▶ [Exercise goal]:
Output the rows below unchanged, from the line containing "Can you spot the wooden bed" through the line containing "x=265, y=403", with both of those lines included.

▶ [Recorded information]:
━━━━━━

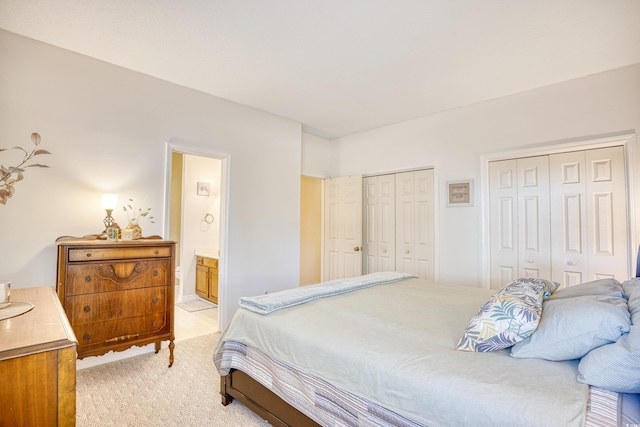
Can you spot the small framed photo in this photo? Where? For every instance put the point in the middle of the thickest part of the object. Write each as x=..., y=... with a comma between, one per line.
x=203, y=188
x=460, y=193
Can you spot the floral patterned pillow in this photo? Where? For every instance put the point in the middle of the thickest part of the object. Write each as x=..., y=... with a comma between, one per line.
x=511, y=315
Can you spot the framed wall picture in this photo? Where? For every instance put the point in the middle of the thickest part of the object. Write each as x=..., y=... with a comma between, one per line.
x=203, y=188
x=460, y=193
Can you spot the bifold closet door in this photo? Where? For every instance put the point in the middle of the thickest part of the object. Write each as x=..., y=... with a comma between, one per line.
x=520, y=219
x=415, y=223
x=561, y=217
x=589, y=218
x=379, y=232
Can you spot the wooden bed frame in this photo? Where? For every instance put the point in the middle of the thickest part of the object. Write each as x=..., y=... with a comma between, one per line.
x=265, y=403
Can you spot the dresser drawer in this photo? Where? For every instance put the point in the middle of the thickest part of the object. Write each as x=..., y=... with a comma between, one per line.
x=88, y=278
x=207, y=262
x=120, y=330
x=92, y=308
x=98, y=254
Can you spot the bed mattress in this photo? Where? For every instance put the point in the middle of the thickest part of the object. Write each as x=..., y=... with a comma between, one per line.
x=391, y=346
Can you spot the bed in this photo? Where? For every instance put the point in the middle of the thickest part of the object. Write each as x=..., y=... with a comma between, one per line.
x=381, y=350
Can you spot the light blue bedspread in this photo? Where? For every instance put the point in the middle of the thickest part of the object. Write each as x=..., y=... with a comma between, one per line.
x=394, y=345
x=265, y=304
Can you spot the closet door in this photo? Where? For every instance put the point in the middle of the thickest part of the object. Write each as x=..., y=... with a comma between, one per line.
x=534, y=218
x=503, y=199
x=520, y=219
x=415, y=223
x=589, y=221
x=379, y=224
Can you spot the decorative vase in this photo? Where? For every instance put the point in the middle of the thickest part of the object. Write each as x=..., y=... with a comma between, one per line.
x=137, y=231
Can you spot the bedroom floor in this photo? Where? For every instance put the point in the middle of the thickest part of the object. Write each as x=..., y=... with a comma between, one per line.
x=195, y=324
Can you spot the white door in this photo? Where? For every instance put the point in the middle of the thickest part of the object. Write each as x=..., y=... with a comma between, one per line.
x=589, y=190
x=415, y=223
x=503, y=200
x=379, y=223
x=343, y=227
x=562, y=217
x=534, y=218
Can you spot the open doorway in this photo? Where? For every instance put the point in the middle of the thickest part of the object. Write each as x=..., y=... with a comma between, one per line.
x=195, y=207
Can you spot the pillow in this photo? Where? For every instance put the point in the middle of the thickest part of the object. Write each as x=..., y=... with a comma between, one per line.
x=510, y=315
x=597, y=287
x=572, y=327
x=631, y=289
x=616, y=366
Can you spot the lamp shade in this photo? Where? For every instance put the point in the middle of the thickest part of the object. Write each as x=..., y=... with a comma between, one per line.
x=109, y=201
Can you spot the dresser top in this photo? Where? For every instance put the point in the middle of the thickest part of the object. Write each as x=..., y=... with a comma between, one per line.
x=43, y=328
x=102, y=243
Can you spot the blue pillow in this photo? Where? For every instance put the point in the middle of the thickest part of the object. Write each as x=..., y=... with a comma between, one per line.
x=571, y=327
x=616, y=366
x=597, y=287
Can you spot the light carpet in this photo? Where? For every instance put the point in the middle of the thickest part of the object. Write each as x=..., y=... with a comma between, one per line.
x=143, y=391
x=195, y=305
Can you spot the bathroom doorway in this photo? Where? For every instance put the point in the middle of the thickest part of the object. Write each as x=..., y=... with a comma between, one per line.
x=195, y=206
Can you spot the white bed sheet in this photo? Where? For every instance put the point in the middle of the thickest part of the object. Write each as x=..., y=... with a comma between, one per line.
x=394, y=344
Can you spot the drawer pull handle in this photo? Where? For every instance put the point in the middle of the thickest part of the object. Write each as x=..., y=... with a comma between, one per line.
x=122, y=338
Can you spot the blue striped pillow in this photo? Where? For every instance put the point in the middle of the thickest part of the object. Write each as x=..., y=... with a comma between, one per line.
x=616, y=366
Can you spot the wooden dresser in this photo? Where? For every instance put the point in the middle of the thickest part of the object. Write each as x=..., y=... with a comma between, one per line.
x=37, y=363
x=207, y=278
x=118, y=294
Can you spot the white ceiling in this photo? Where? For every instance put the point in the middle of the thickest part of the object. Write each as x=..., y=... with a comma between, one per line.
x=343, y=66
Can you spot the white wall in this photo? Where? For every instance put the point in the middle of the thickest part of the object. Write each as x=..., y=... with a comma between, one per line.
x=107, y=128
x=453, y=141
x=316, y=155
x=196, y=233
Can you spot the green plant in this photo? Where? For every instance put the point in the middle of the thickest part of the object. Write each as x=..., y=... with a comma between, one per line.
x=11, y=174
x=135, y=215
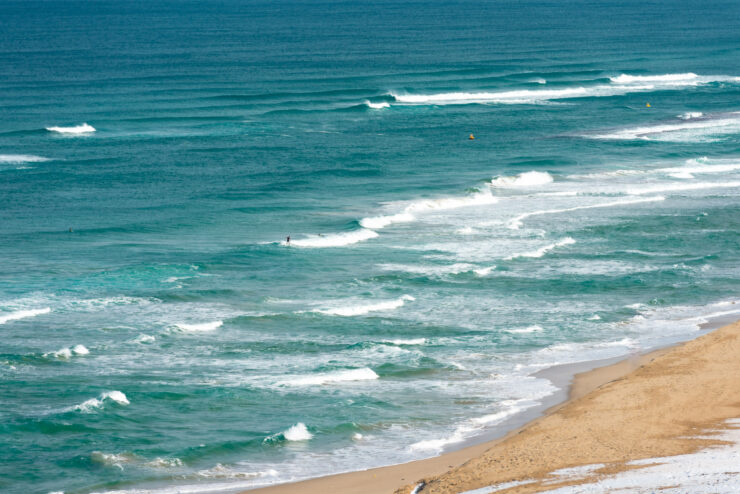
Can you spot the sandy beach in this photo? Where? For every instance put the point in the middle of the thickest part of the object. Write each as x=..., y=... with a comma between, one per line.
x=646, y=406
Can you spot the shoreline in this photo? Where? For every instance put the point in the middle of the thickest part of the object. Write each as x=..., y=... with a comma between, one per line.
x=573, y=381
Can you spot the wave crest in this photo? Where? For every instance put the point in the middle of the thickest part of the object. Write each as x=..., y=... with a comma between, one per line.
x=526, y=179
x=358, y=310
x=84, y=128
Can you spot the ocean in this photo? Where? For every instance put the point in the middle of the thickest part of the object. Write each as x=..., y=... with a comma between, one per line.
x=161, y=335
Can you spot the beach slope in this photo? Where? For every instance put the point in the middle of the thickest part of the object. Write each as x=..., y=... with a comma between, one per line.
x=659, y=409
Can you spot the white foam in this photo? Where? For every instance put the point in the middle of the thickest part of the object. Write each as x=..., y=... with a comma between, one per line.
x=358, y=310
x=113, y=459
x=88, y=406
x=20, y=159
x=681, y=187
x=333, y=240
x=542, y=250
x=479, y=198
x=144, y=338
x=298, y=432
x=470, y=427
x=412, y=341
x=220, y=471
x=516, y=222
x=349, y=375
x=22, y=314
x=687, y=131
x=484, y=271
x=66, y=353
x=428, y=270
x=619, y=85
x=709, y=471
x=77, y=129
x=164, y=463
x=526, y=179
x=206, y=326
x=378, y=222
x=80, y=350
x=377, y=106
x=686, y=78
x=535, y=328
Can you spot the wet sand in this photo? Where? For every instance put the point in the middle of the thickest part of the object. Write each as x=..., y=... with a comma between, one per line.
x=643, y=406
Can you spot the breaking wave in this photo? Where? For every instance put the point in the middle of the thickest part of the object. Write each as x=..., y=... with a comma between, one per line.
x=206, y=326
x=333, y=240
x=77, y=129
x=66, y=353
x=526, y=179
x=693, y=129
x=619, y=85
x=479, y=198
x=358, y=310
x=92, y=404
x=542, y=250
x=516, y=222
x=20, y=159
x=363, y=374
x=22, y=314
x=377, y=106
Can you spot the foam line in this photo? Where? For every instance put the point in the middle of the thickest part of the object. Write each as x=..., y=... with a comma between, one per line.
x=516, y=223
x=77, y=129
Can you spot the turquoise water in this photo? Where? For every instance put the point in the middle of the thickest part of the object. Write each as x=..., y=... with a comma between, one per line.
x=158, y=334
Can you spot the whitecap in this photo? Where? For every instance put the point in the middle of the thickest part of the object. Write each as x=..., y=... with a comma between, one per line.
x=428, y=270
x=683, y=187
x=22, y=314
x=516, y=222
x=691, y=130
x=298, y=432
x=66, y=353
x=619, y=85
x=378, y=222
x=478, y=198
x=164, y=463
x=348, y=375
x=221, y=471
x=484, y=271
x=377, y=106
x=20, y=159
x=88, y=406
x=534, y=328
x=358, y=310
x=526, y=179
x=412, y=341
x=144, y=338
x=77, y=129
x=205, y=326
x=333, y=240
x=542, y=250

━━━━━━

▶ [Complete answer]:
Can you spot the wooden bed frame in this photo? Where? For every instance put the point in the middle of the thickest part of the object. Write each as x=..., y=... with a comma between, one per line.
x=265, y=403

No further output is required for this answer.